▶ [DOCUMENT SECTION]

The “Jamestown Foundation Blog” has gone so far as to state – in a typically hyperbolic commentary – that Alsania is now pro-Russian and believes “Tbilisi’s quest to remain free and integrate with the West is not only futile but inexpedient as well”.

The somewhat more reality based Michael Circe at Evolutsia.net still misses the point completely when he states “it is unclear as to whether or not Alasania’s approach is merely an act of political posturing or a genuine pivot towards Kremlin, what is clear is that Noghaideli’s overtures to Russia has had a real effect and almost certainly have contributed, by design or accident, to shifting Alasania’s orientation.”

We see no reason to believe there has been any fundamental change in Alasania's pro-western orientation (Irakli Alasania at Munich Security conference, licensed under Creative Commons, credit: Marc Darchinger see video). After all, it is only a few weeks ago that the regime's propaganda sewer was attacking him because his family lived in New York. The idea that they are all about to move to Moscow is laughable.

The truth is much simpler – the principal architect of Alsania's tactical, and almost certainly, temporary, alliance with Zurab Noghaideli is Mikheil Saakashvili. And it is Saakashvili and his team who also seek to polarise debate in Georgia between the alternatives of “going” and “not going” to Moscow.

How so?

Well, first of all, the ruling party insisted on an electoral system that gave advantages to only one party – their own. In particular they insisted on a threshold for the mayoral elections that was so low – at 30% - that it was essentially meaningless. If, as was the existing constitutional practice in Georgia, a 50% threshold had been set, then the events of the last week would not have happened because the leading candidate of the opposition, clearly Irakli Alasania, would have known he would have gone through the first round and faced Gigi Ugulava in the second.

But with no effective threshold in place the leading opposition candidate can only hope to win if they beat Ugulava in the first round. That creates the conditions where any serious candidate has to consider what he or she can do to unify opposition forces.

But the threshold is not the only reason why the opposition needs to concentrate its forces – it is open knowledge in Tbilisi that a number of supposed opposition candidates are entirely manufactured by the regime (Nika Ivanashvili is the prime example) while others are standing because they are cut a deal with the tax authorities or are after some other political favour.

The broadcasters – under state control – have clearly decided, entirely cynically, to give all these joke and no hope candidates the same degree of exposure as anyone from an established party. Hence there is a further need to concentrate the serious offering from the opposition if only to ensure what time is avaialble is not divided between serious opponents of the regime.

And the broadcasters are also central to the creation of an entirely false divide in Georgian politics between supposedly “pro” and “anti” Russian politics. The bulk of Georgia's politicians and public are pro-western and It suits the regime to keep the debate on this level because then they can portray themselves as the defenders of the nation (even as they blast monuments to the Georgian victors of 1945 – the people who stopped racial extermination in Europe) against the traitors.

Hence every word uttered by Zurab Noghaideli is either top or second from top on the Kurieri or Qronika bulletins every night. Indeed, Noghaideli – once Saakashvili's most loyal factotum – may simply have decided to go to Moscow for “brand visibility” reasons: any viewer of Rustavi 2 or Imedi would think he has turned himself from a discredited has-been into the seond most powerful politician in the country in a few short weeks.

Having said all of the above there has to be a recognition of the political risks involved for Alasania. Not least because it is now in Noghaideli's interest to let this phase of talks and negotiations drag on for as long as possible.

Noghaideli has expressed no interest in running for mayor, so probably does not care too much about the result. Alasania, on the other hand, desperately needs to get a campaign up and running and to start hitting Gigi Ugulava on the issues. What is more he needs to get to a place where he can start to repair relations with his most natural allies in the Alliance for Georgia. That is plainly not possible while we are stuck in this period of extended horse trading.

And nor should we pretend that there has not been a price to pay. But plainly Alasania took the view that the price for purity - impotence - was the higher one.

But we are firmly of the view that the correct way to understand Alasania's moves this week is to see them as a tactical shift – and one brought on by the electoral and media environment created by Mikheil Saakashvili.

▶ [WORK REQUIRED]
Rewrite the commentary on Alasania and the Tbilisi mayoral race between "Well, first of" and "unify opposition forces.", inclusive, with "threshold" replaced by "cutoff".

Pointing dataset records:

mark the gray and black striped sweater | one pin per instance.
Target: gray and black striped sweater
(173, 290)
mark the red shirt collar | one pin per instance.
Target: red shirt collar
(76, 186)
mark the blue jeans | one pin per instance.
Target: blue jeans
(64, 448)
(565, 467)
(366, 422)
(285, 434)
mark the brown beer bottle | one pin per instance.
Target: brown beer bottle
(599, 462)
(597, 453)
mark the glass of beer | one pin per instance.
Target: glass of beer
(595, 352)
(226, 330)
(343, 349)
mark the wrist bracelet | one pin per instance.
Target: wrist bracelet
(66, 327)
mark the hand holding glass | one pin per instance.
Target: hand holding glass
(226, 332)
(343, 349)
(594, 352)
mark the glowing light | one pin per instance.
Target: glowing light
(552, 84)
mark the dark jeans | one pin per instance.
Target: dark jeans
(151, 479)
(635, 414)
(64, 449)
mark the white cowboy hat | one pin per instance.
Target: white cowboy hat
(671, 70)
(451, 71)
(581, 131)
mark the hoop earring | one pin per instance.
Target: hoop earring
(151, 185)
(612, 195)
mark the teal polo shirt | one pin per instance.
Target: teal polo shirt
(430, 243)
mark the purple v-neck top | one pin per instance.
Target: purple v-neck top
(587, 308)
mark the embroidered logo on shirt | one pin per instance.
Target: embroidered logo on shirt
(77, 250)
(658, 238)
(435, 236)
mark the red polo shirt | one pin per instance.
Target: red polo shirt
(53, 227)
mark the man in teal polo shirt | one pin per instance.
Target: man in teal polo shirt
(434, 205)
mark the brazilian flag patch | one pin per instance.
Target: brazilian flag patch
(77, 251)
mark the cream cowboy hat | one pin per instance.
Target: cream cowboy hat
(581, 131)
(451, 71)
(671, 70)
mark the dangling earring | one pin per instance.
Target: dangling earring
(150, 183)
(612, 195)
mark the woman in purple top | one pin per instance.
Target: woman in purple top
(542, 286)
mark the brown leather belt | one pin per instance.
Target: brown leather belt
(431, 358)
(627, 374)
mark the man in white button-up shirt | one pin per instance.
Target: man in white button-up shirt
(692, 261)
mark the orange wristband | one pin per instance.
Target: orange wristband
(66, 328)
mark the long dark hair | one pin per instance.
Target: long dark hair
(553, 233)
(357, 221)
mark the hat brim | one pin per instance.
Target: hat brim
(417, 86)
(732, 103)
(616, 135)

▶ [SOLUTION FOR THIS EXERCISE]
Well, first of all, the ruling party insisted on an electoral system that gave advantages to only one party – their own. In particular they insisted on a cutoff for the mayoral elections that was so low – at 30% - that it was essentially meaningless. If, as was the existing constitutional practice in Georgia, a 50% cutoff had been set, then the events of the last week would not have happened because the leading candidate of the opposition, clearly Irakli Alasania, would have known he would have gone through the first round and faced Gigi Ugulava in the second.

But with no effective cutoff in place the leading opposition candidate can only hope to win if they beat Ugulava in the first round. That creates the conditions where any serious candidate has to consider what he or she can do to unify opposition forces.